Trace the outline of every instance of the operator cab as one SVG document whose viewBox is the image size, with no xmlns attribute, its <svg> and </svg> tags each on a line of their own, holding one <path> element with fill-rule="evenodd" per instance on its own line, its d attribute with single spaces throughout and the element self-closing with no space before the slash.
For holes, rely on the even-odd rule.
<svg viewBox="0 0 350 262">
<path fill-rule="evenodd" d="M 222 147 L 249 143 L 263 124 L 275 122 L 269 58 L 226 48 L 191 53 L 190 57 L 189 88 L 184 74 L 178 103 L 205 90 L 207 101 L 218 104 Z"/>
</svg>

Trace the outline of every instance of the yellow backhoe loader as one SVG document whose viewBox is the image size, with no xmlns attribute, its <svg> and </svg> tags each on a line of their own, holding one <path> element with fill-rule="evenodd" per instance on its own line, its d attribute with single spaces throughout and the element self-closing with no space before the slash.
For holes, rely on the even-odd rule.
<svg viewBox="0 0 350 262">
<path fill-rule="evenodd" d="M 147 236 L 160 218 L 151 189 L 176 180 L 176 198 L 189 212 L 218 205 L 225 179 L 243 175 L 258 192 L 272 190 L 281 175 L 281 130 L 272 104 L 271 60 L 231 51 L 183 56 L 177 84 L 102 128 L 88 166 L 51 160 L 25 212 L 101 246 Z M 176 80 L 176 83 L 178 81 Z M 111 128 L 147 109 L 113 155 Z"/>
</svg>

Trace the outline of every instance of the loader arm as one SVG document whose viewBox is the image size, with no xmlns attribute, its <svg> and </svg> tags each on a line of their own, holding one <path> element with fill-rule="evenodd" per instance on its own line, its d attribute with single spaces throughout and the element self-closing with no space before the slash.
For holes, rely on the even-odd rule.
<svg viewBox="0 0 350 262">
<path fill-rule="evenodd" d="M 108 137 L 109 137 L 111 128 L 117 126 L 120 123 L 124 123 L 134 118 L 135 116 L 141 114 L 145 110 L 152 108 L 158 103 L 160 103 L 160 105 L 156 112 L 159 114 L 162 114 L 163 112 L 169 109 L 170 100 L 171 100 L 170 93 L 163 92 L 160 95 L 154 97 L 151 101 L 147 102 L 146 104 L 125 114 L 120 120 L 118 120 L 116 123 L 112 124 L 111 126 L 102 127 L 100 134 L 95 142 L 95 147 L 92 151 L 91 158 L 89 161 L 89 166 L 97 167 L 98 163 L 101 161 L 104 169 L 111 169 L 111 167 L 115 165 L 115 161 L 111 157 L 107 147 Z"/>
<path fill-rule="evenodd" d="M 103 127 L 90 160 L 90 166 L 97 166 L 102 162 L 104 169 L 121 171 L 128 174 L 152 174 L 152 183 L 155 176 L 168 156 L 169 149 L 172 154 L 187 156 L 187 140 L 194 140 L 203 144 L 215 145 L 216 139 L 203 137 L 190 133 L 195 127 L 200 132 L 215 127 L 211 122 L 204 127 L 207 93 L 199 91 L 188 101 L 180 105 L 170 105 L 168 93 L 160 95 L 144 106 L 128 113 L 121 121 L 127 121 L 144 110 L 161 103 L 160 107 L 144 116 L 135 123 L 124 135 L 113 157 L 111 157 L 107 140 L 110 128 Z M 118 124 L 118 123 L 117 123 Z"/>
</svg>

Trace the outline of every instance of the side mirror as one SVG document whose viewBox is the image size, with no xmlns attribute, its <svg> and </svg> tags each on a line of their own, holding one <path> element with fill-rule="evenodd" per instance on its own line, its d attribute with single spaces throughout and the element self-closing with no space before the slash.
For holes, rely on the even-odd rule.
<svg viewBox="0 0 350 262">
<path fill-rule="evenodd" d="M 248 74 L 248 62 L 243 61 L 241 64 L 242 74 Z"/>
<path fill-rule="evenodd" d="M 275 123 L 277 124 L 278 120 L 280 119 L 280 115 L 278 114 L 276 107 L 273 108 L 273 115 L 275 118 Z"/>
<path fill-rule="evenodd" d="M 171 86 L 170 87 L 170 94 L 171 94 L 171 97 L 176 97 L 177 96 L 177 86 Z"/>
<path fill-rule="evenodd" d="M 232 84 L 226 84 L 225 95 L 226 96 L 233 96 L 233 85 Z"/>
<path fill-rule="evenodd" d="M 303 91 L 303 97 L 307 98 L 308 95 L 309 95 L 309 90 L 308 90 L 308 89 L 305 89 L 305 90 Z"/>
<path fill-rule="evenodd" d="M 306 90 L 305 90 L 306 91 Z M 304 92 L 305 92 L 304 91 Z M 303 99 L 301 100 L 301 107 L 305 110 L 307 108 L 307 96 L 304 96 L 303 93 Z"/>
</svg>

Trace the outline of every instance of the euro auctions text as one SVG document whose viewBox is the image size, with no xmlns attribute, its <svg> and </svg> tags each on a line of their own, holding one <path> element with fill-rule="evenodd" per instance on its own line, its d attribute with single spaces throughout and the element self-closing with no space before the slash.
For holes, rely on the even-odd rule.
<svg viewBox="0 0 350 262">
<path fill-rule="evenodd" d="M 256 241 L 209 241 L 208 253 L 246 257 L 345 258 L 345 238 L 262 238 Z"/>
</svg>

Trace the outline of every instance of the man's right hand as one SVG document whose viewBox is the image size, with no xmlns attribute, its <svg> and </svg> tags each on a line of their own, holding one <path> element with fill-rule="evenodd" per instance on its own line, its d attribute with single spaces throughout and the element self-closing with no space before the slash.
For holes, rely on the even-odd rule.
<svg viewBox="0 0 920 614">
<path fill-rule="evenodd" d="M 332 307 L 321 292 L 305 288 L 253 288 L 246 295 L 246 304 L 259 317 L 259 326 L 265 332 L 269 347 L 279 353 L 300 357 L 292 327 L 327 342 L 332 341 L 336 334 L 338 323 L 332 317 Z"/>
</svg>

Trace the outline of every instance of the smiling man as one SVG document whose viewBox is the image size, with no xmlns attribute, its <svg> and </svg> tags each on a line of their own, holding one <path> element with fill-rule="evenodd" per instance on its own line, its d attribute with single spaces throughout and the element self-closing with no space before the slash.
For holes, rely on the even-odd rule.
* * *
REQUIRED TASK :: Rewrite everything from the line containing "Trace the outline of every instance of the man's" down through the end of the listing, both ends included, with the requests kept as they are. In the answers, multiply every number (the viewBox dimensions and the path coordinates) by 2.1 and round to whole numbers, with halves rounded up.

SOLUTION FOR THIS TASK ::
Trace the outline of every instance of the man's right hand as one SVG document whose viewBox is the image size, with no xmlns attribute, its <svg> and </svg> tags each on a line of their own, holding one <path> element with fill-rule="evenodd" per instance on its own line, its d attribute with single spaces throughout and the element self-closing with no space before the slash.
For holes, rely on the even-odd rule.
<svg viewBox="0 0 1932 1289">
<path fill-rule="evenodd" d="M 697 645 L 674 613 L 641 605 L 531 605 L 517 620 L 517 638 L 544 666 L 544 685 L 557 697 L 565 729 L 586 741 L 630 750 L 613 687 L 687 718 L 697 716 L 706 701 L 710 678 L 697 666 Z"/>
</svg>

Trace the outline of every instance of the smiling man as one SVG document whose viewBox is the image size, with no xmlns attribute, its <svg> and </svg> tags each on a line of their own, holding one <path> element with fill-rule="evenodd" per instance on its own line, its d attribute with single spaces throughout and the element self-closing with no space before the slash.
For holes, rely on the even-odd rule.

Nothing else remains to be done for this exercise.